[Reading passage — start]

Her name is Jeanita and she is probably 20 years old. Last Sunday she was at home alone, cooking lunch for her boyfriend when she had a seizure. She fell into the fire and lay there for an unknown period of time until someone came home and found her. Initally, they took her to Providence Hospital and in the 4 days that she stayed there, Jeanita received exactly one bag of IV fluids and one dressing change for the burns that cover about 15% of her body.
So her older sister brought her home to Jubilee and to me. On the first day, I didn't have any pain meds strong enough, so all I did was change her bandages. But since Thursday, she has come to clinic every morning for an excrutiating ordeal.
First, I double-dose her with vicodin, my most powerful pain medication. After the drugs have kicked in, I start scraping. All the dead skin has to come off, and all the scar tissue that forms in the middle of the burns has to come off too. We want it to heal from the outside in, not inside out, so that she doesn't end up with horrible skin contractures, with skin pulled too tightly over the healed areas. It's an awful process.
We're tag-teaming it. I did it with my nurse Vesline on Thursday, then with Josh on Friday. Saturday Oscar and Samuela did it, and today, Oscar and Cody are doing it. With 2 people scrubbing, it still takes a full hour to debride her burns and rebandage her. A full hour of agonizing pain. Luckily, there are several large patches of third degree burn where the nerve endings are gone and she can't feel as much, but she is still in so much pain that she cries, writhes and even vomits throughout.
In America, Jeanita would be hospitalized, maybe on a burn specialty unit. She would be continually on a morphine drip and probably IV antibiotics. Physical therapists would work with her daily and she might even get skin grafts eventually. In Jubilee however, we consider ourselves fortunate to have running water in our clinic so we can do her dressings and an ample supply of burn cream recently shipped in from the States. And thank God for my bottle of vicodin! I hate to think what this would be like without it...
1 comment:
Oh, my gosh, Kez!! I felt light-headed & slightly nauseous just from looking at the photos & reading your descriptions of the process. I don't know how you can stomach this work, but God bless you for doing it.

[Reading passage — finish]
[Record extracts — start]

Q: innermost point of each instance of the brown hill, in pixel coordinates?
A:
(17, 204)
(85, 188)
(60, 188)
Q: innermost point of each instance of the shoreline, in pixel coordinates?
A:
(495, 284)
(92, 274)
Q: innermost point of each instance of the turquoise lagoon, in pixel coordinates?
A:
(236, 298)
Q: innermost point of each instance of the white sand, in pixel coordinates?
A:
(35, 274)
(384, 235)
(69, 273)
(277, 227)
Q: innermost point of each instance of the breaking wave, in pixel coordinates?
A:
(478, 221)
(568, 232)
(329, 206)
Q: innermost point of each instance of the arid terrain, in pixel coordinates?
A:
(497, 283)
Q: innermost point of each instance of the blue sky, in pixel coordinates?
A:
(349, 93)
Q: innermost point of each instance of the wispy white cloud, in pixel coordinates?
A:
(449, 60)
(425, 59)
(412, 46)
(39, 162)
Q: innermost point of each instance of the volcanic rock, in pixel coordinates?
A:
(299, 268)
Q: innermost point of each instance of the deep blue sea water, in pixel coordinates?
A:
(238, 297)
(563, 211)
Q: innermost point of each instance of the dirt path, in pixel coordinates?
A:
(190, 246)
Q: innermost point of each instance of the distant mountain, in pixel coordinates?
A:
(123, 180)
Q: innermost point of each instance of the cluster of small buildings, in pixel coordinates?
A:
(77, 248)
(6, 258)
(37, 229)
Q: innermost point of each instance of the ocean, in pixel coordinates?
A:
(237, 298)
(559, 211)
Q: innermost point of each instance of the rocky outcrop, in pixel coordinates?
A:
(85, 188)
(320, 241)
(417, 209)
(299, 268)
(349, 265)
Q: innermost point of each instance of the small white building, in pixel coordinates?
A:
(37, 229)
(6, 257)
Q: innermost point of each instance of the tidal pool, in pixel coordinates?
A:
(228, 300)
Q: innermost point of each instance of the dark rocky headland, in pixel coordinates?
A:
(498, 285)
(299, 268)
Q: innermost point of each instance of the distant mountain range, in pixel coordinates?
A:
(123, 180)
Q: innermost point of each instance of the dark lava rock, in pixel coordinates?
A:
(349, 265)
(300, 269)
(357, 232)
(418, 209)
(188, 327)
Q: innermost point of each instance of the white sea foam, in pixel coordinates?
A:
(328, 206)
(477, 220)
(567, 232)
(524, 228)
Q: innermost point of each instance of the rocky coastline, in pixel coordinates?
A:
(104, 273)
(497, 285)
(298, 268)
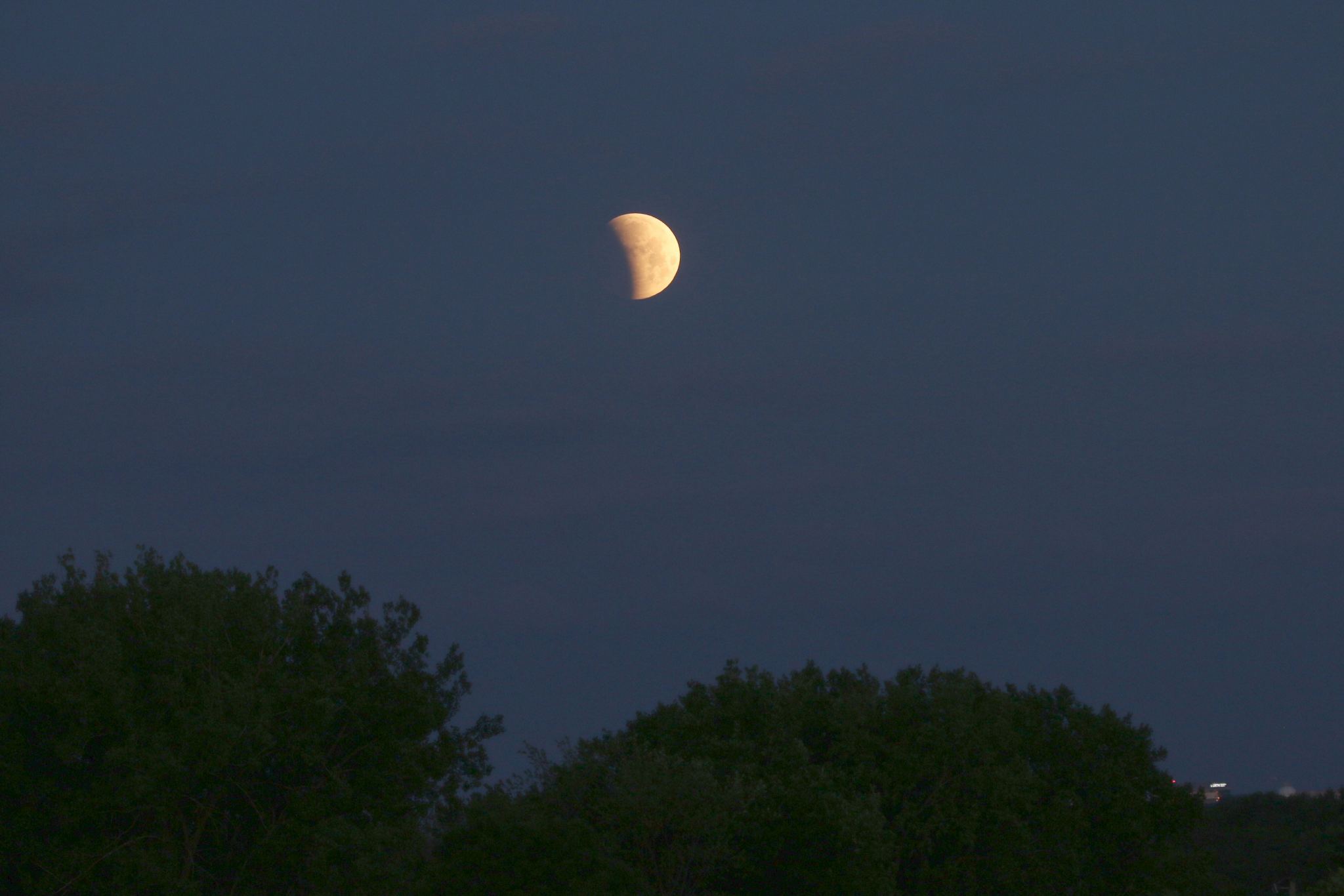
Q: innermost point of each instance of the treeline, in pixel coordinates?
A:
(174, 730)
(1265, 840)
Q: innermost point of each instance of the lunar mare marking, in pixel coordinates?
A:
(651, 251)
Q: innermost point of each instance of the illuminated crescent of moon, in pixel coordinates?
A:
(651, 250)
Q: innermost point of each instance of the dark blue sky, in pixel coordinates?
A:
(1007, 336)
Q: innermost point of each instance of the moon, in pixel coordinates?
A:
(651, 250)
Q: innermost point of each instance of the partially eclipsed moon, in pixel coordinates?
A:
(651, 251)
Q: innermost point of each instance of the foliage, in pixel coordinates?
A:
(837, 783)
(1261, 838)
(1332, 886)
(187, 731)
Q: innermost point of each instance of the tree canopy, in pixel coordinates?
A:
(187, 731)
(933, 782)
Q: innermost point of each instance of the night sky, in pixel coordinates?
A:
(1007, 336)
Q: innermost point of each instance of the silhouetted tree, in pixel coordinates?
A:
(188, 731)
(837, 783)
(1260, 838)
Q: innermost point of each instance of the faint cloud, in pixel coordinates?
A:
(497, 31)
(881, 46)
(1217, 347)
(32, 110)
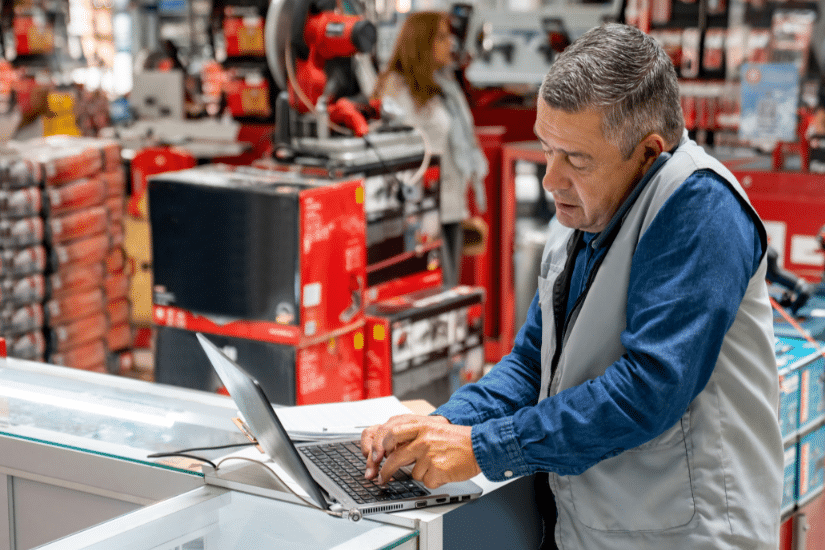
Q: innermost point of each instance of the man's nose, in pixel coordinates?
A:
(555, 175)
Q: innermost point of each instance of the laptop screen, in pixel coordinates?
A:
(261, 419)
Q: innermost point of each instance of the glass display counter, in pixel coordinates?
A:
(109, 415)
(74, 447)
(213, 517)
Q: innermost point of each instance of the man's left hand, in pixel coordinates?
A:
(442, 452)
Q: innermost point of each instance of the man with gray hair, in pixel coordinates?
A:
(642, 389)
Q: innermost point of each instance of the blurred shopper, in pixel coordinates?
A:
(642, 390)
(420, 79)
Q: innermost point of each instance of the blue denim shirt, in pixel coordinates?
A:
(702, 243)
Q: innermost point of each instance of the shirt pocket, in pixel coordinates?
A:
(548, 332)
(642, 489)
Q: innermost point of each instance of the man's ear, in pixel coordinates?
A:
(650, 148)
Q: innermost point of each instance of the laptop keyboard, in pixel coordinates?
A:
(344, 463)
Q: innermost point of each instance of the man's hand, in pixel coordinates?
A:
(442, 452)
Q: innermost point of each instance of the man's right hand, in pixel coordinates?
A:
(442, 452)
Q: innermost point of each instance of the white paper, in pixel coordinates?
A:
(338, 419)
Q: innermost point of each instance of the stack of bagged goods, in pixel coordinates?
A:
(86, 306)
(23, 258)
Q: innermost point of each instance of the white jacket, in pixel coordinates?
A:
(714, 479)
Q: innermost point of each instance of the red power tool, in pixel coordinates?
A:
(318, 35)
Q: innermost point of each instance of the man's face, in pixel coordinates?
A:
(588, 177)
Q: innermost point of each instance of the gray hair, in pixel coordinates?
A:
(624, 73)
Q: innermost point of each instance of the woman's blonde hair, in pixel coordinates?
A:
(412, 59)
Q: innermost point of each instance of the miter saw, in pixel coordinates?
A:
(319, 57)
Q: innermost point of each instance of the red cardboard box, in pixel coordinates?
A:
(74, 196)
(31, 346)
(425, 344)
(22, 262)
(81, 252)
(79, 224)
(257, 254)
(71, 306)
(75, 278)
(119, 337)
(22, 232)
(16, 320)
(63, 158)
(17, 203)
(244, 34)
(74, 333)
(327, 371)
(118, 311)
(22, 291)
(88, 356)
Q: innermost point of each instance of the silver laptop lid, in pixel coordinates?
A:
(262, 420)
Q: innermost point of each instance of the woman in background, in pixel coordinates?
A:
(419, 78)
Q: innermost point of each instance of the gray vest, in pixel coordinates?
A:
(714, 478)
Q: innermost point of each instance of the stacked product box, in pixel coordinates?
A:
(802, 418)
(403, 232)
(86, 307)
(23, 258)
(271, 267)
(425, 344)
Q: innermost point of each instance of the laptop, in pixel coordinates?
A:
(331, 472)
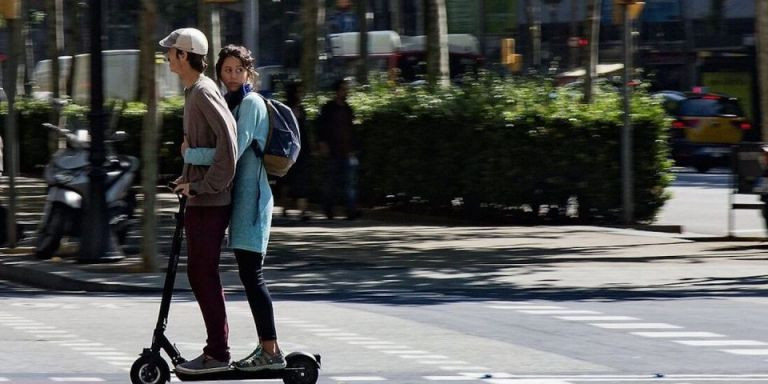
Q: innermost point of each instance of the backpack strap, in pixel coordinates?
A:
(255, 143)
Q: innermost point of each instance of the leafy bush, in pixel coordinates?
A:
(502, 148)
(492, 148)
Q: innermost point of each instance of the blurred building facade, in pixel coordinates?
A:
(680, 43)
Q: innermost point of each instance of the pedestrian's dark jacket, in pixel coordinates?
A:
(336, 130)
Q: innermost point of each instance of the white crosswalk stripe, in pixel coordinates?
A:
(635, 325)
(677, 334)
(720, 343)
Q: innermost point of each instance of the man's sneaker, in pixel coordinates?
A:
(259, 360)
(202, 364)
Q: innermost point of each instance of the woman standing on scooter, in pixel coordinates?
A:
(252, 200)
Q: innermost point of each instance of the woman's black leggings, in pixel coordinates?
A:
(250, 268)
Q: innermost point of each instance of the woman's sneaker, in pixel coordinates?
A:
(202, 364)
(259, 360)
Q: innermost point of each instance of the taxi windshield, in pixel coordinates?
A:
(710, 107)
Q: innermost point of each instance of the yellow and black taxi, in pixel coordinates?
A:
(705, 127)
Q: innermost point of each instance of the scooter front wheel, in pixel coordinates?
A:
(150, 369)
(49, 238)
(302, 370)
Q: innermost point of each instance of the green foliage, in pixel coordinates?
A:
(493, 148)
(500, 146)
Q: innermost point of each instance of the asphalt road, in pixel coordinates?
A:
(700, 203)
(406, 337)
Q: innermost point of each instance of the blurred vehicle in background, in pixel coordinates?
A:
(402, 57)
(705, 127)
(121, 79)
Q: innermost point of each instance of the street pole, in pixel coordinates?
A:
(95, 237)
(12, 146)
(626, 133)
(251, 27)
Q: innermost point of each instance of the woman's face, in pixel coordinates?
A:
(233, 74)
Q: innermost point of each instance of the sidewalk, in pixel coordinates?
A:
(377, 255)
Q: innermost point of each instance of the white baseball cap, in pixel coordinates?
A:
(188, 40)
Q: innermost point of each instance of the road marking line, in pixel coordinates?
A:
(559, 312)
(437, 362)
(526, 381)
(635, 325)
(352, 338)
(333, 334)
(720, 343)
(358, 378)
(423, 357)
(677, 334)
(56, 336)
(466, 368)
(117, 358)
(104, 353)
(596, 318)
(524, 307)
(748, 352)
(93, 349)
(405, 347)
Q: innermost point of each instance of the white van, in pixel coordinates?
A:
(120, 76)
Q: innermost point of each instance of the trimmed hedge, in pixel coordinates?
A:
(502, 149)
(492, 148)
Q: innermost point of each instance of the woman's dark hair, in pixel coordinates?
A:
(292, 93)
(238, 52)
(197, 62)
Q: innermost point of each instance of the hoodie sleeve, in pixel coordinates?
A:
(222, 170)
(199, 156)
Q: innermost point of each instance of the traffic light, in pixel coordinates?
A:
(10, 9)
(512, 60)
(507, 51)
(635, 9)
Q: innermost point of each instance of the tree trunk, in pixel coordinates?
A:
(204, 23)
(73, 39)
(150, 134)
(395, 19)
(532, 15)
(53, 9)
(594, 13)
(761, 10)
(438, 72)
(362, 21)
(309, 16)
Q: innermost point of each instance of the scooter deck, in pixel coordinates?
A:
(236, 374)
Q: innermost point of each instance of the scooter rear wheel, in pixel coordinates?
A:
(304, 370)
(150, 369)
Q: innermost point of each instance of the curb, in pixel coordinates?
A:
(37, 278)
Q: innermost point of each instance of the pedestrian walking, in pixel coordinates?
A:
(298, 179)
(338, 141)
(252, 201)
(207, 123)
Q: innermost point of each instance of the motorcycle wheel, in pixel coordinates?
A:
(49, 238)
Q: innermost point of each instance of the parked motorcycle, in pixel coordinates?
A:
(67, 177)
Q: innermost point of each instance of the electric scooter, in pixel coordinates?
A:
(151, 368)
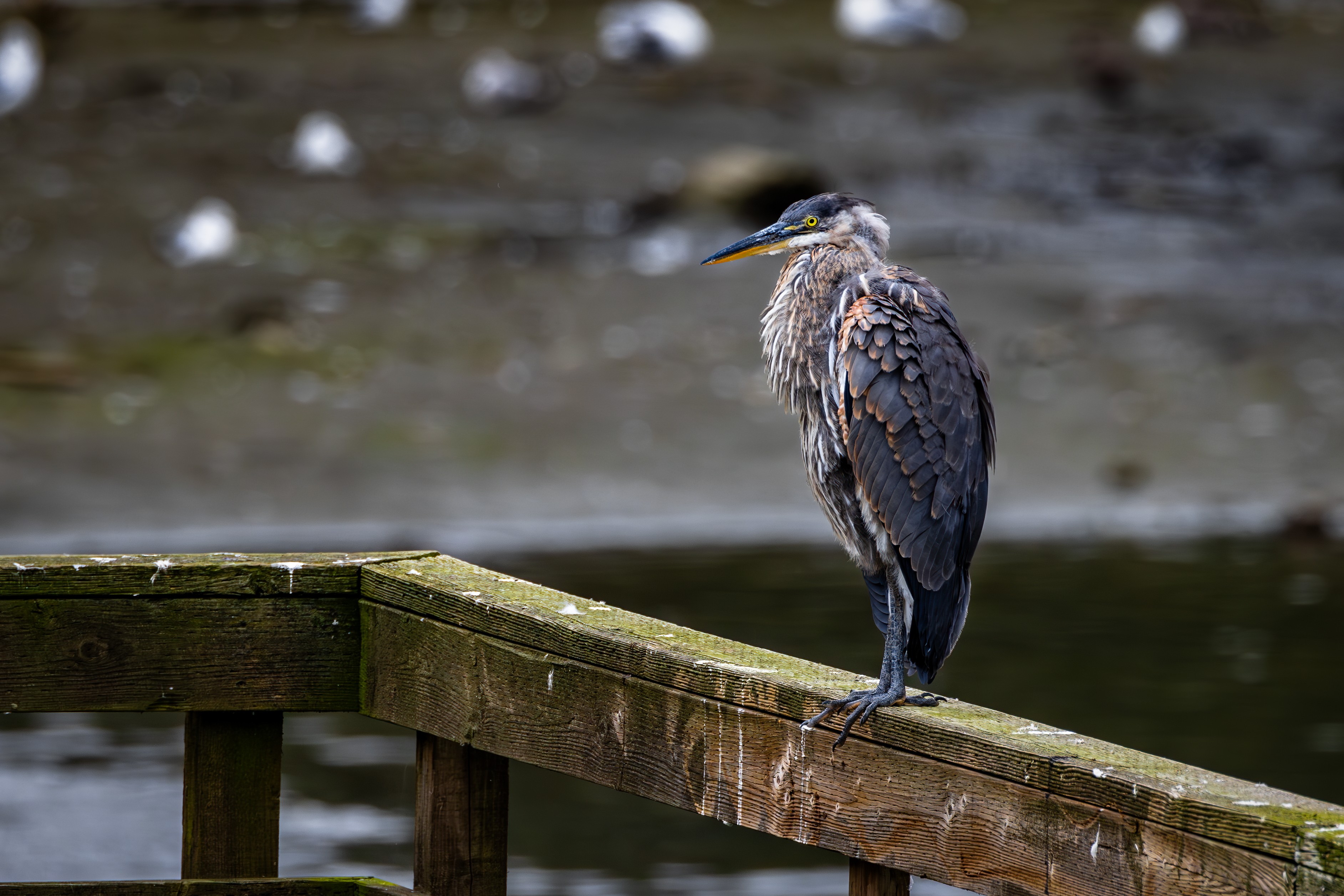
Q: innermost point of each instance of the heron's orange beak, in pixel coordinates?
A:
(772, 240)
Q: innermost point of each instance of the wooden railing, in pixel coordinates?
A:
(488, 668)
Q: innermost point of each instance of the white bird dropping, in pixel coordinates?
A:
(323, 146)
(1160, 30)
(21, 65)
(380, 15)
(498, 82)
(898, 23)
(652, 33)
(208, 233)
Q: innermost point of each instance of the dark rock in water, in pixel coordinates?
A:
(753, 183)
(652, 34)
(21, 65)
(1106, 69)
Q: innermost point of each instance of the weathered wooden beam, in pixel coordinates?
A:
(1092, 773)
(230, 797)
(748, 768)
(62, 655)
(224, 573)
(244, 887)
(462, 820)
(867, 879)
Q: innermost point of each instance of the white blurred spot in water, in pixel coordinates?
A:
(529, 14)
(1160, 30)
(652, 33)
(662, 252)
(208, 233)
(21, 65)
(498, 82)
(377, 15)
(323, 147)
(898, 23)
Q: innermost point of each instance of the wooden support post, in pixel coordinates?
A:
(867, 879)
(462, 820)
(230, 796)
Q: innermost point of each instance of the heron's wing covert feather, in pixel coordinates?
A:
(920, 434)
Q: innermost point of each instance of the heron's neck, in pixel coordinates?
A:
(800, 323)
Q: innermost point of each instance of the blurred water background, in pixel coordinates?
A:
(269, 276)
(306, 276)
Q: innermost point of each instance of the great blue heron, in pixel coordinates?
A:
(898, 433)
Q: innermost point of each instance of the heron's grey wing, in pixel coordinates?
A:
(920, 433)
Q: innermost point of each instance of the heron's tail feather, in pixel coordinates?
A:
(878, 597)
(936, 622)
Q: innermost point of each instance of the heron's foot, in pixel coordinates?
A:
(830, 707)
(861, 704)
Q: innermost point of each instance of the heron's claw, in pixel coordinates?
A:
(831, 706)
(865, 703)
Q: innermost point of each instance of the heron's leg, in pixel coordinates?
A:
(892, 684)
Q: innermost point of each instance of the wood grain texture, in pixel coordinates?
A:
(867, 879)
(144, 574)
(230, 796)
(244, 887)
(1052, 761)
(462, 820)
(748, 768)
(62, 655)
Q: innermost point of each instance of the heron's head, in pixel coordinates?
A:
(835, 219)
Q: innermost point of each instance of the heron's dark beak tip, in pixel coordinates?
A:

[Record extracts — finish]

# Work instruction 1:
Does the blog post support each statement? Answer yes or no for each and quote the deciding words.
(a) Jeanita stayed at Providence Hospital for four days.
(b) With two people scrubbing, debriding and rebandaging her burns takes half an hour.
(c) The clinic in Jubilee has running water.
# Work instruction 2:
Repeat everything in the blog post from "In America, Jeanita" down to "like without it...".
Rely on the blog post alone.

# Exercise response 1:
(a) Yes: "in the 4 days that she stayed there"
(b) No: "With 2 people scrubbing, it still takes a full hour to debride her burns and rebandage her."
(c) Yes: "we consider ourselves fortunate to have running water in our clinic"

# Exercise response 2:
In America, Jeanita would be hospitalized, maybe on a burn specialty unit. She would be continually on a morphine drip and probably IV antibiotics. Physical therapists would work with her daily and she might even get skin grafts eventually. In Jubilee however, we consider ourselves fortunate to have running water in our clinic so we can do her dressings and an ample supply of burn cream recently shipped in from the States. And thank God for my bottle of vicodin! I hate to think what this would be like without it...